TAREFA 1 - No texto sobre a preparação para o debate, por que assessores democratas afirmam que a estratégia de Kamala de agir como uma promotora não terá sucesso?
TAREFA 2 - Quais ataques de Trump contra Kamala são mencionados no texto sobre a preparação para o debate? Liste todos.
TAREFA 3 - Prossiga com o texto sobre a preparação de Kamala e Trump para o debate a partir do ponto em que ele termina.

TRECHO DO DOCUMENTO -
---*---

Além de repassar informações sobre os alegados sucessos de políticas públicas da gestão Biden – os candidatos são proibidos de levar consigo anotações ou de conversar com assessores nos intervalos comerciais – Kamala concentrou seus esforços em se manter assertiva, porém calma, diante de possíveis provocações e insultos do ex-presidente republicano.
Trump já a chamou de “louca”, de “comunista Kamala”, ridicularizou sua risada e sugeriu que o sucesso político da vice-presidente no início da carreira se deveu a um namorado. A campanha democrata quer evitar que ela passe ao eleitorado a impressão de nervosismo, descontrole ou agressividade, caso Trump aposte em repetir apelidos pejorativos.
Ex-procuradora do Estado da Califórnia, Kamala tinha a expectativa de atuar como uma promotora em um tribunal do Júri e tentar caracterizar Trump como um criminoso – ele foi condenado em maio por transações de campanha ilegais ao pagar pelo silêncio de uma atriz pornô com quem teria tido um caso. Na semana passada, o juiz do caso resolveu adiar o anúncio da sentença – que pode incluir tempo de prisão – para depois das eleições, marcadas para 5 de novembro.
Nos últimos dias, porém, assessores democratas têm dito que essa estratégia não terá sucesso porque a campanha não conseguiu alterar a regra de microfones silenciados enquanto o oponente estiver com a palavra, acordada pelo time de Biden antes de sua desistência.
Assim, ela não poderá fazer fact-checking imediato nas falas de Trump nem acusá-lo de interrupções machistas. A campanha diz também que o republicano ficaria protegido ao proferir insultos – que costumam desagradar ao eleitorado em geral – já que suas falas com microfone desligado não devem ser captadas para a audiência geral.
Sem conferir muito poder a Trump, Kamala deverá tentar ridicularizá-lo e convencer o público de que ele não é “presidenciável”o suficiente para proteger os interesses e a segurança dos americanos.
O veterano Trump
Veterano em debates, Donald Trump enfrentará o seu sétimo confronto televisivo e apostou na estratégia inversa à de Kamala para se preparar para o encontro.
Ele têm conversado com seus auxiliares – especialmente os congressistas republicanos Matt Gaetz e Tulsi Gabbard – e repassado informações importantes de suas propostas políticas, além de críticas à atual gestão. De acordo com um de seus assessores, Jason Miller,Trump não fez nada parecido com ensaios, nem destacou auxiliares para se passarem por Kamala Harris. Miller afirmou que Trump fez “história” no debate contra Biden, e que pretende repetir a dose contra a vice.

---*---

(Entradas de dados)
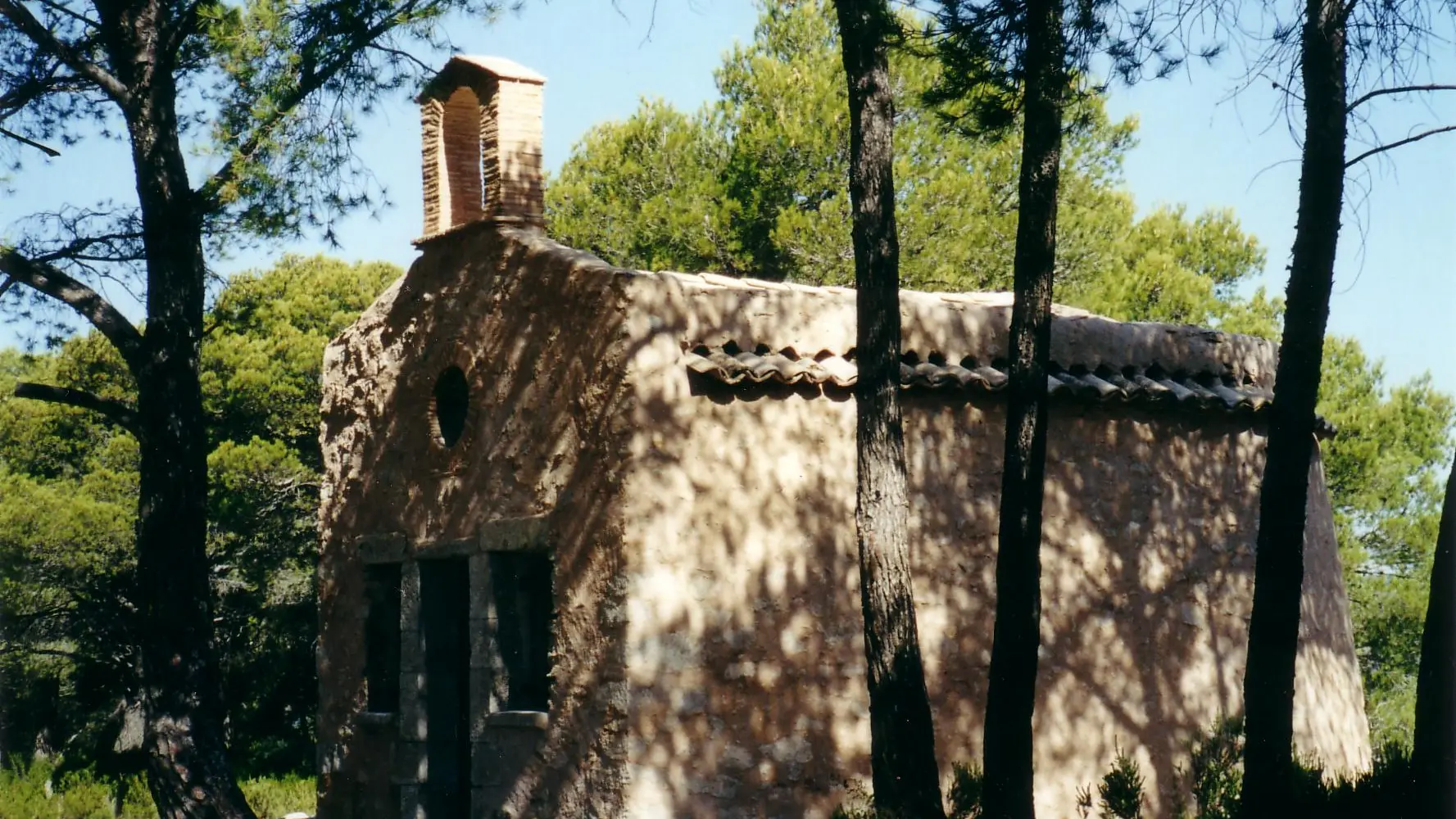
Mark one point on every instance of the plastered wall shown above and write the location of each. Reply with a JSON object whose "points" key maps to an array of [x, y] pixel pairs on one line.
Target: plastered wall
{"points": [[536, 331], [744, 645]]}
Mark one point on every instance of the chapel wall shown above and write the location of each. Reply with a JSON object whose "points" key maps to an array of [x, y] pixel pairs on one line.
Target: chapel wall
{"points": [[536, 466], [744, 645]]}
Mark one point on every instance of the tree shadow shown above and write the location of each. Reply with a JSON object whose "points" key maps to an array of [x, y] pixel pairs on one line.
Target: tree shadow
{"points": [[710, 656]]}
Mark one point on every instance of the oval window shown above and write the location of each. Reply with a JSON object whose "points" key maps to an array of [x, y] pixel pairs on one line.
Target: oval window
{"points": [[451, 405]]}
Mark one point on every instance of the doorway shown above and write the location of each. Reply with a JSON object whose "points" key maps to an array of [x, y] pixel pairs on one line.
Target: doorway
{"points": [[444, 598]]}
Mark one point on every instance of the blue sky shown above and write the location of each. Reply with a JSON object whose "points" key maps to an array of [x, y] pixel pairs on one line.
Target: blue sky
{"points": [[1395, 287]]}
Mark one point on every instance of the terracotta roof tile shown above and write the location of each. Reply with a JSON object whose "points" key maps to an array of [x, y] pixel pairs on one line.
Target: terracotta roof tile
{"points": [[1150, 387]]}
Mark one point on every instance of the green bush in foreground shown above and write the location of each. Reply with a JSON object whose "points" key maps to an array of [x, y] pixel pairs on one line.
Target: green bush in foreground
{"points": [[35, 792]]}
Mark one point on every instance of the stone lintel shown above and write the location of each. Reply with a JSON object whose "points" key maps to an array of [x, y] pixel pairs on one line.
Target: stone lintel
{"points": [[382, 547]]}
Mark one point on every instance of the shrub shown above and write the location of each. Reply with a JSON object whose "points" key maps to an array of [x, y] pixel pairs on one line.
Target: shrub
{"points": [[274, 798], [1214, 771], [1120, 794], [35, 792], [967, 785]]}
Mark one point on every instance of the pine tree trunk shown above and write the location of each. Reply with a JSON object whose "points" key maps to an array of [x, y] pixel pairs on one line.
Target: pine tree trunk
{"points": [[906, 779], [188, 770], [1435, 753], [1011, 700], [1268, 682]]}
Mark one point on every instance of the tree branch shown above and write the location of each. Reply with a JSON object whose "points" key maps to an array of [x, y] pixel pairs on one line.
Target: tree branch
{"points": [[183, 28], [26, 24], [312, 80], [112, 410], [45, 149], [1398, 143], [1366, 97], [69, 12], [43, 277]]}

---*---

RESULTADO 1 - Porque a campanha não conseguiu alterar a regra de microfones silenciados enquanto o oponente estiver com a palavra, acordada pelo time de Biden antes de sua desistência. Assim, ela não poderá fazer fact-checking imediato nas falas de Trump nem acusá-lo de interrupções machistas.

RESULTADO 2 -
- Chamou-a de “louca”.
- Chamou-a de “comunista Kamala”.
- Ridicularizou sua risada.
- Sugeriu que o sucesso político dela no início da carreira se deveu a um namorado.

RESULTADO 3 -
Considerado um “showman” até mesmo pela campanha democrata, Trump tem experiência como apresentador de reality show e costuma dominar a linguagem televisiva. Mas, aos 78 anos, e após passar meses acusando o opositor, Biden, de demonstrar pouca agilidade de raciocínio e de exibir sintomas de demência senil, é o republicano quem será escrutinado sobre sua saúde física e intelectual. Se for eleito, ele será o presidente mais velho a assumir a Casa Branca.
Na última semana, ao ser questionado sobre creches, em um evento em Nova York, Trump deu uma resposta considerada “incompreensível” pelo entrevistador. E durante a convenção republicana, houve quem questionasse se Trump dormia em alguns momentos, no palco. Sua equipe afirmou que eram momentos de oração.
A estratégia de Trump será a de responsabilizar Kamala por pontos impopulares da gestão democrata de Biden: inflação, crise migratória na fronteira e a retirada atabalhoada das tropas americanas do Afeganistão. E confrontá-la com opiniões mais à esquerda defendidas pela democrata no início da carreira – para tentar caracterizá-la como uma liberal-progressista radical.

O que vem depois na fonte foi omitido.